Excerpted passage →
=== Section Start ===

Diagnosing Dog Thyroid Problems

The dog thyroid is a small gland in the throat that produces thyroid hormones. These hormones help regulate your dog's metabolism. When the thyroid gland is damaged or malfunctions, your dog can suffer from thyroid problems.

The Role of the Thyroid

Your dog's thyroid gland is located just under the skin in the middle of his throat. It works in conjunction with the pituitary gland to produce a thyroid hormone called thyroxin. The thyroid is an important part of your dog's endocrine or hormonal system. The hormone it produces affects nearly all of your dog's body systems. If a dog's thyroid gland fails to produce just the right amount of thyroxin, widely varied symptoms can result.

Hypothyroidism in Dogs

Hypothyroidism is a disease that occurs when your dog's thryoid gland fails to produce sufficient quantities of the thyroid hormone. Any dysfunction in the pituitary, thyroid or hypothalamus (three important glands in the endocrine system) can lead to hypothyroidism. Most cases of canine hypothyroidism are the result of damage to the thyroid gland itself.

=== Section End ===

Aim of the task →
Copy out the part of the dog thyroid text starting at "Hypothyroidism in Dogs" and ending at "thyroid gland itself.", swapping "sufficient quantities" for "adequate amounts". Draw only on the dog thyroid text when working with the data.

Recorded information →
=== Section Start ===

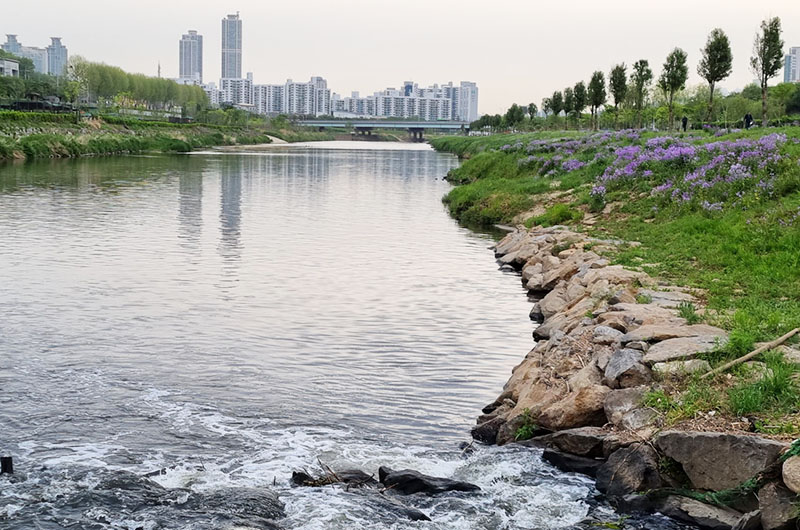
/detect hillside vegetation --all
[432,128,800,432]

=== Section End ===

Your response →
Hypothyroidism in Dogs

Hypothyroidism is a disease that occurs when your dog's thryoid gland fails to produce adequate amounts of the thyroid hormone. Any dysfunction in the pituitary, thyroid or hypothalamus (three important glands in the endocrine system) can lead to hypothyroidism. Most cases of canine hypothyroidism are the result of damage to the thyroid gland itself.